Exercise:
From the listing below, extract every line that contains the string "negative".
━━━━
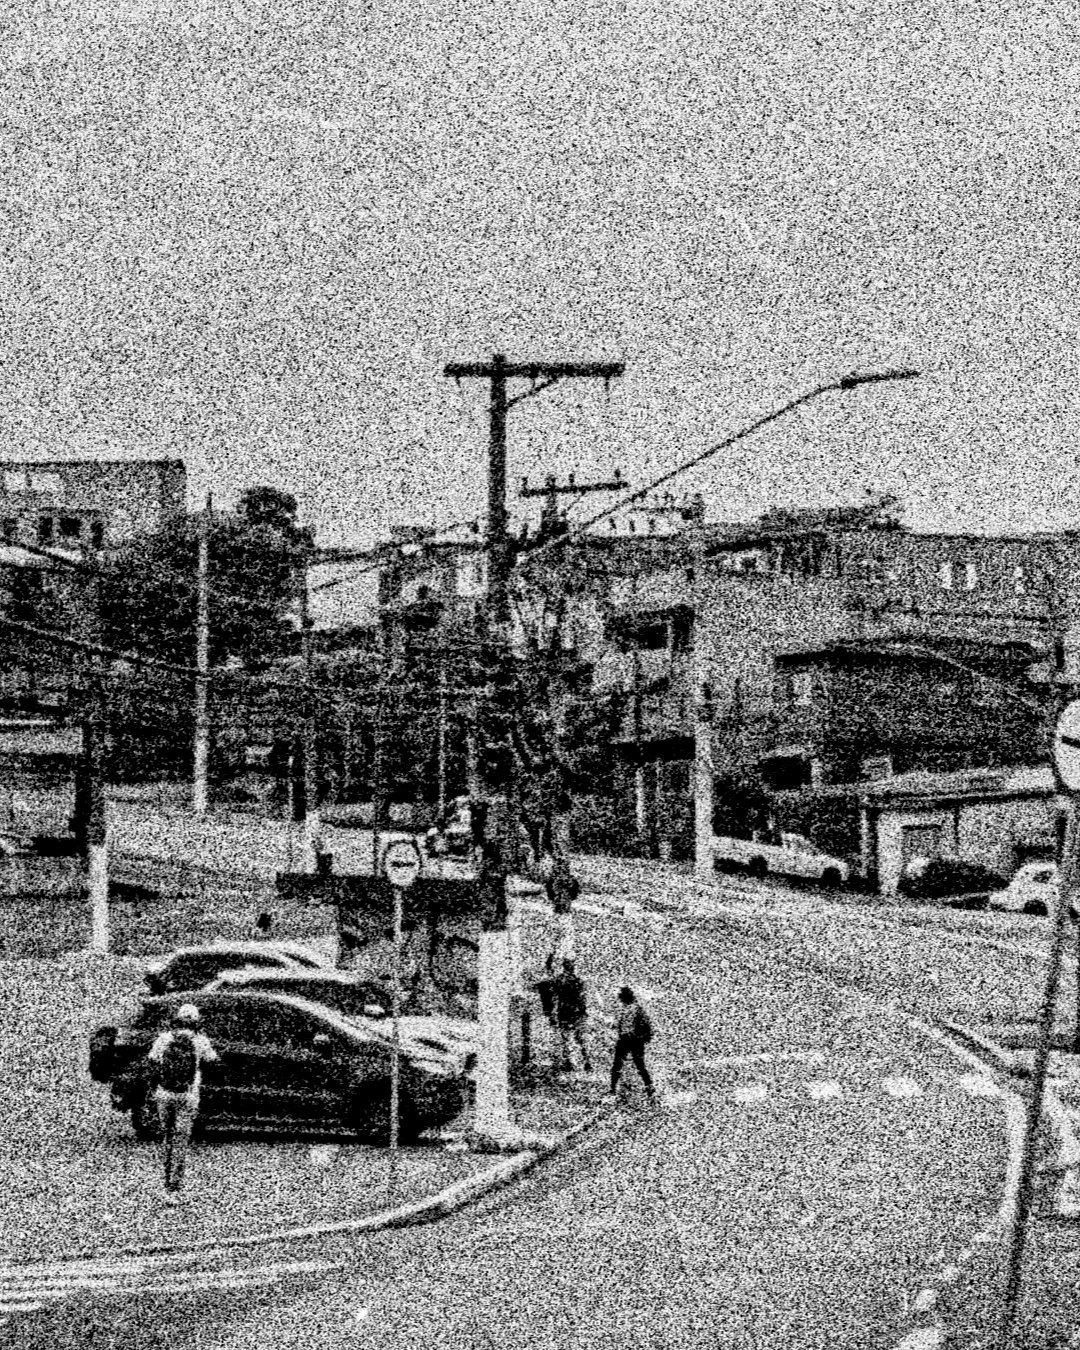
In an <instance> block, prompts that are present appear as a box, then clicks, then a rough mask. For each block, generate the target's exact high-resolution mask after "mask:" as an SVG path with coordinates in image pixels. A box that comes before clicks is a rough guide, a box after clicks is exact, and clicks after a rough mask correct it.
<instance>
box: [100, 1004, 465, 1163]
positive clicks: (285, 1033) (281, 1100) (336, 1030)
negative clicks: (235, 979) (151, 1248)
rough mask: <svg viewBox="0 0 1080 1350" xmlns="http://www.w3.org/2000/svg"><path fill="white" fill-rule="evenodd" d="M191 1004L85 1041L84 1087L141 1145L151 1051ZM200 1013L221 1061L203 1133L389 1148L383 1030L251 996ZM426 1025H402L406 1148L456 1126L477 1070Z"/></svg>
━━━━
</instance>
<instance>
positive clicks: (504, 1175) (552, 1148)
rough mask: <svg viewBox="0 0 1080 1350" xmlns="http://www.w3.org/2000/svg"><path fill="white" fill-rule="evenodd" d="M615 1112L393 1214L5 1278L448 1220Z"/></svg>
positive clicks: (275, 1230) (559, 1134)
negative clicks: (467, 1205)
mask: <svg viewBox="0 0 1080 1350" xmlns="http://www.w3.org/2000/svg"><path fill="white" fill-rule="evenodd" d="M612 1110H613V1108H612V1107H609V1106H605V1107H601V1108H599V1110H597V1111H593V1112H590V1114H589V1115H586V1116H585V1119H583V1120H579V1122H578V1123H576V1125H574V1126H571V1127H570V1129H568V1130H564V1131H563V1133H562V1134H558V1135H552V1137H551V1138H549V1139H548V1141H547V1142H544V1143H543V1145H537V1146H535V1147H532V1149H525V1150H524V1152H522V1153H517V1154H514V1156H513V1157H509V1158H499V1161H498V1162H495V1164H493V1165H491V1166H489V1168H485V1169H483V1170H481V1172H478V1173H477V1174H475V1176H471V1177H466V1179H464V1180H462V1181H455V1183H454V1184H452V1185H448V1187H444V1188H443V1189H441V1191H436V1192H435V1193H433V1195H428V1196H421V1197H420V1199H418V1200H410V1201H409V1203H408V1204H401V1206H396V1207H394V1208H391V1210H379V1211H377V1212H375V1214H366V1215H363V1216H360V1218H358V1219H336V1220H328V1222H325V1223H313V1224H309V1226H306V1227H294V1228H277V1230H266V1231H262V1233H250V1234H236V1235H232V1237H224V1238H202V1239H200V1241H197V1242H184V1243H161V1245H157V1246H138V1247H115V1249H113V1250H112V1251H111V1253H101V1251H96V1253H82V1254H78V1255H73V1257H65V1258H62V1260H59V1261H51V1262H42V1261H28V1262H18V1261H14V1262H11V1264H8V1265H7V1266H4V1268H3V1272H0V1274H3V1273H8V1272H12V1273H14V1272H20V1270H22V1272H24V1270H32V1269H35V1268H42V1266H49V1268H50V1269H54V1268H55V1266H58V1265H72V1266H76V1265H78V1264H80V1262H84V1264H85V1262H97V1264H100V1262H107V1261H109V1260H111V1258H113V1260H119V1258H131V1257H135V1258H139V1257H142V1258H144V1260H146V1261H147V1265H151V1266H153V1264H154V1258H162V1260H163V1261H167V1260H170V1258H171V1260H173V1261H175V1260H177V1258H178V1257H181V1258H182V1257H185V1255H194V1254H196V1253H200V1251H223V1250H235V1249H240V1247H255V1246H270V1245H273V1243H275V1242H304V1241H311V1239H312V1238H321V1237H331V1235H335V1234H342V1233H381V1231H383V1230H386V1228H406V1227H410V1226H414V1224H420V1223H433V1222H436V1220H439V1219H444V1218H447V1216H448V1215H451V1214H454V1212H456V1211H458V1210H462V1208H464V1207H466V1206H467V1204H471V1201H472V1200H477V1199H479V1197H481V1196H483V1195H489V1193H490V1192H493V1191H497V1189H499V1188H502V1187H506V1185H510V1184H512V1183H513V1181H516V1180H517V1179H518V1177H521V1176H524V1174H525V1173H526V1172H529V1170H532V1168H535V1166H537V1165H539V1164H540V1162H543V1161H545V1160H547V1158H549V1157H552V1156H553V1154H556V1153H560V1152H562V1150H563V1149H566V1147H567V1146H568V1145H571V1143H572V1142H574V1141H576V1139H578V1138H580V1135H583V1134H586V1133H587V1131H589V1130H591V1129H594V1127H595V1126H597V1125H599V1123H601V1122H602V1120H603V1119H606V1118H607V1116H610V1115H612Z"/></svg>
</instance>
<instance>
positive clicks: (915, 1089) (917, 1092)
━━━━
Written solution:
negative clicks: (235, 979) (151, 1248)
negative clicks: (467, 1205)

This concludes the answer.